Although Kaku mainly sidesteps the grim implications of contemporary arms and weapons, his chapter on ray guns points out that a weapon taming the mechanism of astronomical gamma-ray bursters would make a terrestrial thermonuclear bomb look like a fizzle. An alien civilization could use one to completely wipe us out. But if he is concerned about the future of human civilization, Kaku should perhaps have looked at the possibilities of future science for the environment and climate change. What of the possibility of using physics to control the weather? That is surely more important than alien civilizations with cyborgs or phaser guns.

He also highlights tachyons — unorthodox particles that travel faster than light and that could have been responsible for fundamental mechanisms such as the primordial inflation of the Big Bang, or the Higgs effect, which endows particles with mass. While we are about it, why not also have creationist tachyons capable of producing a universe of astronomical dimensions within a biblical timescale?

On the whole, Kaku’s future physics is mainly a reductionist “bottom-up” synthesis, which ignores collective behaviour, such as superfluidity, that also surely has a message for the future. Each chapter predictably conforms to a template — an introduction based on Star Trek or some other convenient science fiction, the conjecture, and a final hook to the next chapter. Despite these shortcomings, however, Physics of the Impossible is a stimulating and entertaining read, underlining the need for know-all scientists to avoid smug complacency. It should really have been called “Science of the Impossible”, but that title has been pounced on elsewhere.

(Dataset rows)
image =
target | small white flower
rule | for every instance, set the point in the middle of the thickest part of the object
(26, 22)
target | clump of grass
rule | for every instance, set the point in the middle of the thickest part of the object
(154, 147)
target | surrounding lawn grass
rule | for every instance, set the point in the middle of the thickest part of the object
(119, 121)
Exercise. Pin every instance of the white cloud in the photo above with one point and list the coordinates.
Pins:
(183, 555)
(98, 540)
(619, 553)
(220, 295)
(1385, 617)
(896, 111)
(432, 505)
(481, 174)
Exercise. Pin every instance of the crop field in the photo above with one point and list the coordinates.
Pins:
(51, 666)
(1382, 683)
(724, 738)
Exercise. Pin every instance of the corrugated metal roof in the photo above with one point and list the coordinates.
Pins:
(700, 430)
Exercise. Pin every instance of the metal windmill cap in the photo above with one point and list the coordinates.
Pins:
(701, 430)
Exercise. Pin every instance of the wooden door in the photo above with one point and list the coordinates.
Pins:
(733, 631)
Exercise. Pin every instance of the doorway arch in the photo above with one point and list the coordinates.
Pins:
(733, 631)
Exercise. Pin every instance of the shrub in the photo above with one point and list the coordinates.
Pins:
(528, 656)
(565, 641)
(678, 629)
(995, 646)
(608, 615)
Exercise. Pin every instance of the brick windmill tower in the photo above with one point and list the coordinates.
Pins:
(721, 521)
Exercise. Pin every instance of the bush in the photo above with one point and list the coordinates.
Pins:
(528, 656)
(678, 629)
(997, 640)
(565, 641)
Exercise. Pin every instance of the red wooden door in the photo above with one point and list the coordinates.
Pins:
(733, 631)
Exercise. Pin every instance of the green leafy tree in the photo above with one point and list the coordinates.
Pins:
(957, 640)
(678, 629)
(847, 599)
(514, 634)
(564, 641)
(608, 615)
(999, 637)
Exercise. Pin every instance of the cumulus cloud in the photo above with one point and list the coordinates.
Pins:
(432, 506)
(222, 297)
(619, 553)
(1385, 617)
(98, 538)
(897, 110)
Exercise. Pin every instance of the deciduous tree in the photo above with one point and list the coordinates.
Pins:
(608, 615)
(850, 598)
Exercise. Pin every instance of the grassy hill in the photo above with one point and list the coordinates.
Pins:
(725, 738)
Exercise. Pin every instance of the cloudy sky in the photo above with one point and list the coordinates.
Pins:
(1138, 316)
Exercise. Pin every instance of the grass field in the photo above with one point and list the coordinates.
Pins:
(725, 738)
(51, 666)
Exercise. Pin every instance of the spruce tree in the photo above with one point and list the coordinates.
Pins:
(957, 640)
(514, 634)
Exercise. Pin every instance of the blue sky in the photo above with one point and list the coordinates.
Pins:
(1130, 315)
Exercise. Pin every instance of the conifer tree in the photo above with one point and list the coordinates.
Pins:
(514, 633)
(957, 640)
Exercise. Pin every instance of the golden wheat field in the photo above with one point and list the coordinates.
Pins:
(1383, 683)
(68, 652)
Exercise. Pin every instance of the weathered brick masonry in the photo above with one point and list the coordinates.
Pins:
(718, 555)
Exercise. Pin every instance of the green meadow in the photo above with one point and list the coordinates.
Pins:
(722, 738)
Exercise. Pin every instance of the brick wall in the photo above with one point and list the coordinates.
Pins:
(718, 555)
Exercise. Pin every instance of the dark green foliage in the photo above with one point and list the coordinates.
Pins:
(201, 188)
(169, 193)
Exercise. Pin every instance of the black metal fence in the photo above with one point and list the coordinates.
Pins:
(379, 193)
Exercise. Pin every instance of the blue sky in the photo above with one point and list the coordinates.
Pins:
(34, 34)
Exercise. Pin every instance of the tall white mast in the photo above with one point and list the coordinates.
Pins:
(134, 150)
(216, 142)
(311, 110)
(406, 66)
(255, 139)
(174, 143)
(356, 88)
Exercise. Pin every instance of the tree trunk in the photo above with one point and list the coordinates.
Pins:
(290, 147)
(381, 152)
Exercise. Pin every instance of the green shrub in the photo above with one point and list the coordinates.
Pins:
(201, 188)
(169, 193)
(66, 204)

● **Tasks for this exercise**
**A)** In the book review, reproduce the part that opens with the words containing "Although Kaku mainly" and closes with "or phaser guns.", switching "weather" to "tides".
**B)** According to the book review, what are the parts of the template that each chapter follows?
These records were drawn from a separate source.

● **The solutions**
**A)**
Although Kaku mainly sidesteps the grim implications of contemporary arms and weapons, his chapter on ray guns points out that a weapon taming the mechanism of astronomical gamma-ray bursters would make a terrestrial thermonuclear bomb look like a fizzle. An alien civilization could use one to completely wipe us out. But if he is concerned about the future of human civilization, Kaku should perhaps have looked at the possibilities of future science for the environment and climate change. What of the possibility of using physics to control the tides? That is surely more important than alien civilizations with cyborgs or phaser guns.

**B)**
- An introduction based on Star Trek or some other convenient science fiction
- The conjecture
- A final hook to the next chapter